● PROVIDED TEXT
_ _ _ _

Wednesday, November 26, 2008

Thanksgiving and Therapy

Holidays are not an easy time for me. For as long as I can remember I find them depressing. All except Halloween. I don't even like my birthday. I always get morbid thoughts about dying in a car crash around a holiday or someone I love dying on a holiday. You know the stuff cheesy lifetime movies are made of. The kind of movie where the whole family grieves every year for decades because they lost so and so on Christmas.

My bf well xbf is leaving me tomorrow on Thanksgiving. My mom is making me food and I will go over to her house and pick it up. She made enough for my xbf as well. So he will be finishing packing tonight and move his stuff tomorrow. Eat with me and then be gone.

My parents are eating at my sisters house. They pretty much do every year. I am invited as always, but can't go because I have issues eating around people I don't know. I have not seen my sister in years and all her adult kids will be there and other family members. Truth is I just don't really know them that well. We never were a close family. I pretty much just have my parents family wise. My sister got married soon after I was born so we have a large age gap.

I was doing well with the breakup till last night when it hit me again and I cried for about 2 hours. Then it was gone. It comes in waves. I know the healthy thing to do is after he leaves to soon after be around other people. I know I should go for walks to get outside. The problem is I just don't want to. Right now the last thing I want to do is see anyone. I don't even know if I want to talk to people. I have moments where I feel good and then email people back and I am very thankful for the emails of support I have got. If I don't reply right away please do not take it personal.

_ _ _ _

● DATA FOR ANALYSIS

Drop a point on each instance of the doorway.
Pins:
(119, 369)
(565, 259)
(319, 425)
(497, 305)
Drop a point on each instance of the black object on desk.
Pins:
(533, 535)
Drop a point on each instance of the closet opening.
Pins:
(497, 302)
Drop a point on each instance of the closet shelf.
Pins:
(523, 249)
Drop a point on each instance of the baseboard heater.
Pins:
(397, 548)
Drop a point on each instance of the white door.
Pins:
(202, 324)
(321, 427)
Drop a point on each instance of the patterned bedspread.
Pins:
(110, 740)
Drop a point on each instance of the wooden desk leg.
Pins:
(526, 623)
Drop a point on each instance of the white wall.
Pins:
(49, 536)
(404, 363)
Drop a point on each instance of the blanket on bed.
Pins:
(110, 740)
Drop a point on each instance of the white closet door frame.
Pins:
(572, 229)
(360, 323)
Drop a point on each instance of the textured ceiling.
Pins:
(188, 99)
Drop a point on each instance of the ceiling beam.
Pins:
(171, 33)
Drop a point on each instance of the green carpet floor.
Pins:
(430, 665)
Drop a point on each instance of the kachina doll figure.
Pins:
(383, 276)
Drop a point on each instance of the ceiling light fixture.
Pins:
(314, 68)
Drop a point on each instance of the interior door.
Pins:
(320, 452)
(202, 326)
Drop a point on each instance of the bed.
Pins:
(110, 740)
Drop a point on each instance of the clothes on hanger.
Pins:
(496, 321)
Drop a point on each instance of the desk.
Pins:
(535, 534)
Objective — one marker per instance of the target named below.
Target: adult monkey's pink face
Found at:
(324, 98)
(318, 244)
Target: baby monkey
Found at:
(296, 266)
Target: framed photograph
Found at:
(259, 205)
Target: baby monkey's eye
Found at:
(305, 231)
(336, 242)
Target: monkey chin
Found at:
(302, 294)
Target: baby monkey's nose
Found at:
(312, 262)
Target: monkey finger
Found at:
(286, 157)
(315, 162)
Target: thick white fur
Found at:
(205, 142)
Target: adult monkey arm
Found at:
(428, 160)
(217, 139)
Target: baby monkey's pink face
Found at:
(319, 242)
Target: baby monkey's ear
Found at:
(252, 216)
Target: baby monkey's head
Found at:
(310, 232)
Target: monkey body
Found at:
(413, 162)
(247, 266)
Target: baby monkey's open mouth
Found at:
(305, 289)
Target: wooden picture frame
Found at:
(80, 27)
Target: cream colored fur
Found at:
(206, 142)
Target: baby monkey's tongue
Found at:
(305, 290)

_ _ _ _

● TASK SET
1) Answer these questions using the blog post "Thanksgiving and Therapy."
(a) Which holiday does the writer not find depressing?
(b) Where are the writer's parents eating on Thanksgiving?
(c) For about how long did the writer cry last night?
2) Restate word for word the part of the Thanksgiving blog post that runs from "Wednesday, November 26, 2008" down to "then be gone.".
3) Resume the Thanksgiving blog post, beginning after its last sentence.

● RESPONSES PER TASK
1)
(a) Halloween.
(b) At the writer's sister's house.
(c) About 2 hours.

2)
Wednesday, November 26, 2008

Thanksgiving and Therapy

Holidays are not an easy time for me. For as long as I can remember I find them depressing. All except Halloween. I don't even like my birthday. I always get morbid thoughts about dying in a car crash around a holiday or someone I love dying on a holiday. You know the stuff cheesy lifetime movies are made of. The kind of movie where the whole family grieves every year for decades because they lost so and so on Christmas.

My bf well xbf is leaving me tomorrow on Thanksgiving. My mom is making me food and I will go over to her house and pick it up. She made enough for my xbf as well. So he will be finishing packing tonight and move his stuff tomorrow. Eat with me and then be gone.

3)
I had talked in a past post about stopping therapy. Unfortunately it was not helping and might have been making things worse. So I called on Monday morning Nov. 24th and left a voice mail and basically said "Hey this is Brian and I have an appointment with ***** at 3pm on Tuesday and I am calling to cancel that appointment and I do not want to reschedule...I have been with your program for three years and it really is not working out for me....thanks." and that was that.

I don't have to worry about my Xanax because I get that from my regular doctor, actually the nurse practitioner that I see. I had been taking .25mg twice a day for awhile and since the breakup I have been taking three .25mg a day. I am allowed six .25mg a day so I am only at half the dose. I think a week after he is gone I will try to go back to just taking it twice. I really don't even like being on drugs. Sometimes I wonder if it even helps anymore. It use to. I can't tell now.

1 comment:

Anonymous said...

I wish you all the joy and happiness you so richly deserve, beautiful man!